#### WORK TO BE COMPLETED:
Every line below that mentions the word "concrete" should be copied out.

Saved entries:
··········
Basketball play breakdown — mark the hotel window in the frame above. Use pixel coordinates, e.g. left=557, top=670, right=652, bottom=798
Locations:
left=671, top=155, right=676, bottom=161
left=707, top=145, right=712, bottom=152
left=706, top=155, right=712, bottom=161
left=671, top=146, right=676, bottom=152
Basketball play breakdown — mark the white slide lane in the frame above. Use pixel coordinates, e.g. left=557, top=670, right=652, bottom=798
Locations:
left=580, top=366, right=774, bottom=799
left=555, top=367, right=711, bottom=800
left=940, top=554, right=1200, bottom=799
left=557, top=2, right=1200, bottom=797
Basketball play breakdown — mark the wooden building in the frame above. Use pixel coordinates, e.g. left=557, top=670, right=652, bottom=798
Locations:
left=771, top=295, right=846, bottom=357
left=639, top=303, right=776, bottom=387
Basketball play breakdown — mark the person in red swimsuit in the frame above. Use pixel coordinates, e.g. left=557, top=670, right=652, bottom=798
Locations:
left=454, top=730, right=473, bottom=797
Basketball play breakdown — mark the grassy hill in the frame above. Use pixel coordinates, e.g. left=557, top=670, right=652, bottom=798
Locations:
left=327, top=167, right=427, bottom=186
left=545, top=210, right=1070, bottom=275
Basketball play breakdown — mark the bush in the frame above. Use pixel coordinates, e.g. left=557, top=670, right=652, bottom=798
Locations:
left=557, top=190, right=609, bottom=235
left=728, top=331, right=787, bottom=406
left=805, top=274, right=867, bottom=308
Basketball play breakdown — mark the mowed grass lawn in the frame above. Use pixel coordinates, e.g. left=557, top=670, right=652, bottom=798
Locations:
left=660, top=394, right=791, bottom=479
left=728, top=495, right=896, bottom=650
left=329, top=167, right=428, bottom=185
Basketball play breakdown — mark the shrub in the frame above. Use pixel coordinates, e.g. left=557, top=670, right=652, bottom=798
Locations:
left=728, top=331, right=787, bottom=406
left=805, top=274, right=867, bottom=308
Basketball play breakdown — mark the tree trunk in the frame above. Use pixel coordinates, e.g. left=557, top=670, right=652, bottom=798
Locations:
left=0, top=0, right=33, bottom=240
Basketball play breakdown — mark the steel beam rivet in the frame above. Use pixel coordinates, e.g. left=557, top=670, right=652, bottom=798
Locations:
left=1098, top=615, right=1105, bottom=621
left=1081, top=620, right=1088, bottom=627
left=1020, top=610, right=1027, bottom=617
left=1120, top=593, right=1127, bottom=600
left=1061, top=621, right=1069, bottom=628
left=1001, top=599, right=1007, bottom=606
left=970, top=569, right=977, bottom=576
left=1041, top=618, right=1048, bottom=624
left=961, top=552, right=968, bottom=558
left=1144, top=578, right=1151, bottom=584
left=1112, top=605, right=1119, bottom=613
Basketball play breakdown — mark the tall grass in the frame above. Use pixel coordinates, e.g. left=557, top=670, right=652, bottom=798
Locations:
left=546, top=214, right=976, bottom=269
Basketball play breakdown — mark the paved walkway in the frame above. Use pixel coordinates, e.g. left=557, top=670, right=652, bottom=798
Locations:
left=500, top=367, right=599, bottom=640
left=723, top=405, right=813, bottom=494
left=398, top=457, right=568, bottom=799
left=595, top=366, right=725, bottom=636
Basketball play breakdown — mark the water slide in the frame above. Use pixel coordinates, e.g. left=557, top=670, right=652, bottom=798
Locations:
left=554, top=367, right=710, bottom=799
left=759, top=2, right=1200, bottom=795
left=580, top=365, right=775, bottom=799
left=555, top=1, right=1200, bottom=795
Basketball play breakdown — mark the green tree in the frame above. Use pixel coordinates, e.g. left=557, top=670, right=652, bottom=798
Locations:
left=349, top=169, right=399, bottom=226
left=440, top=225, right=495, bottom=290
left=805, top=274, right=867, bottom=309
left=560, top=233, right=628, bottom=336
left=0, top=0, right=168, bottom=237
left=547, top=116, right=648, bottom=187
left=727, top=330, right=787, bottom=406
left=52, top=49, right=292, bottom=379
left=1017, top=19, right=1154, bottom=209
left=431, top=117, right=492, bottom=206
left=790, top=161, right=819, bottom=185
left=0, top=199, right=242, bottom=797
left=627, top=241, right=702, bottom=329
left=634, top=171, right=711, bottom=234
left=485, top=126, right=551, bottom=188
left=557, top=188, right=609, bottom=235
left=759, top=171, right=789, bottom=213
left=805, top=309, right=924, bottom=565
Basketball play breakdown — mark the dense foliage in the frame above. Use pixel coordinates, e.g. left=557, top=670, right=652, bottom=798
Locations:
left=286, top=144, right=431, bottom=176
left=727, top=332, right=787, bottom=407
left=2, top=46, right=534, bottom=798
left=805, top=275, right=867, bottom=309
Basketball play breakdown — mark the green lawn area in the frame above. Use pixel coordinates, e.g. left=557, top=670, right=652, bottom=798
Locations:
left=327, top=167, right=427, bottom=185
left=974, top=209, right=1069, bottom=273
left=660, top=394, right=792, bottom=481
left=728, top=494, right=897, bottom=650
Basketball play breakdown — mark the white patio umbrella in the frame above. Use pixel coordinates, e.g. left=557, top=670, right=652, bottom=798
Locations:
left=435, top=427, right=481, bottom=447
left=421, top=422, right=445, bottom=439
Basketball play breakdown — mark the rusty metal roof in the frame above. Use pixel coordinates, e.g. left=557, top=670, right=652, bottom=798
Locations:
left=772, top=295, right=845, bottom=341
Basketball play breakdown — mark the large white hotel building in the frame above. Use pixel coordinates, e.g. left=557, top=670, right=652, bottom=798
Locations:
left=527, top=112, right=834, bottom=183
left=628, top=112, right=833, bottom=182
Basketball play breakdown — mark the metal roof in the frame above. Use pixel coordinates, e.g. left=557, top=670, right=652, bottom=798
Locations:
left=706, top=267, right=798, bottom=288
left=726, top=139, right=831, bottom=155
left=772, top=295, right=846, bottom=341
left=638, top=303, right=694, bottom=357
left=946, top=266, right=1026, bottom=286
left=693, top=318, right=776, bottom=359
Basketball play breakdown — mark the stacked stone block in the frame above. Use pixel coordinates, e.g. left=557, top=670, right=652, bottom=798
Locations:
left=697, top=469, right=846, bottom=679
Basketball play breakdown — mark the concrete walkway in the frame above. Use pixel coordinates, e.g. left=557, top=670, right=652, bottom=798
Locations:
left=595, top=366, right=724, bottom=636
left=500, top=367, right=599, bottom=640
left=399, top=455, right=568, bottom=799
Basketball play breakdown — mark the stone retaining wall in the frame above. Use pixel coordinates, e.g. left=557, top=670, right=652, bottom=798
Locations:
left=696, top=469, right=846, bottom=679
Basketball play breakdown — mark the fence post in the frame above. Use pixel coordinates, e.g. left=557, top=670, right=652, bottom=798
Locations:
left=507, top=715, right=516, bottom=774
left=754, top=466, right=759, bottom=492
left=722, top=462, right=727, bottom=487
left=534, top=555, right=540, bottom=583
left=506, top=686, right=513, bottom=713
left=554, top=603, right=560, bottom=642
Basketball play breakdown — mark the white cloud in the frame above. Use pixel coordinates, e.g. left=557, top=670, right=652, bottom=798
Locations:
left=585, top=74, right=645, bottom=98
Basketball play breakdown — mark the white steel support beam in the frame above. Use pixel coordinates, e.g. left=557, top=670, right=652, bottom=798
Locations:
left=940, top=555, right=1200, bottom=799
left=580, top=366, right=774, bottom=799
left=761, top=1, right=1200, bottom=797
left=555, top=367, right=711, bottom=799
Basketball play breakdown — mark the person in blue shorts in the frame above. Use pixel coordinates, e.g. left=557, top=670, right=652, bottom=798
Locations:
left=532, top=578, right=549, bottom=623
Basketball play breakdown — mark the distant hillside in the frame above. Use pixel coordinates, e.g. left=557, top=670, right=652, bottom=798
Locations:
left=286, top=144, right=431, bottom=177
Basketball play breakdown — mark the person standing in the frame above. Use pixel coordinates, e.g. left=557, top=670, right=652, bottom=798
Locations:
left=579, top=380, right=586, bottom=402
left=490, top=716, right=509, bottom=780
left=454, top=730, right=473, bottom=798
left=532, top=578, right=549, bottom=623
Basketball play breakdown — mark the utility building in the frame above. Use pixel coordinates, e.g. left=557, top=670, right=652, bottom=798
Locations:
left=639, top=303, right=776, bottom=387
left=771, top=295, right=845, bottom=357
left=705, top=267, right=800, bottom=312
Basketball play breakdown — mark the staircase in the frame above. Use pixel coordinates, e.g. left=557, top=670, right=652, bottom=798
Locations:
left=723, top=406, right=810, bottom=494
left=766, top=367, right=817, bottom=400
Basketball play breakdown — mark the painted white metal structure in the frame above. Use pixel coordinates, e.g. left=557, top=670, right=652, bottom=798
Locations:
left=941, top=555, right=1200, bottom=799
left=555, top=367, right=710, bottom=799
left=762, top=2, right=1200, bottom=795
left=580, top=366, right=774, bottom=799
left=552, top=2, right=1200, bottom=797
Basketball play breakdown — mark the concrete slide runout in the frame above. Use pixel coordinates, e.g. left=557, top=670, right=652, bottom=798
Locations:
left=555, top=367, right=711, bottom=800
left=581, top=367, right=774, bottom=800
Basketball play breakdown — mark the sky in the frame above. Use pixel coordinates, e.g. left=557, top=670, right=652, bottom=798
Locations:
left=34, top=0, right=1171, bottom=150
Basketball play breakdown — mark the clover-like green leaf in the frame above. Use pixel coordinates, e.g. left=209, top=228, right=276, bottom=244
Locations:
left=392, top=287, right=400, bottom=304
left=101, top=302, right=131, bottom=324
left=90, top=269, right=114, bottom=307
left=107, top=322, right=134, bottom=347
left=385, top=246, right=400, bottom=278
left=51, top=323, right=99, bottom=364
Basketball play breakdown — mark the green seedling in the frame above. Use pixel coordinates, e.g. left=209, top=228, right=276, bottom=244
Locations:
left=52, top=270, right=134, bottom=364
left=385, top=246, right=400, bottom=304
··········
#### TASK ANSWER:
Basketball play breakdown — mark the concrete walkway in the frame above. Use pixel coordinates, e.g. left=557, top=670, right=652, bottom=798
Basketball play breakdown — mark the concrete slide runout in the frame above. Use pixel coordinates, e.g. left=557, top=670, right=652, bottom=798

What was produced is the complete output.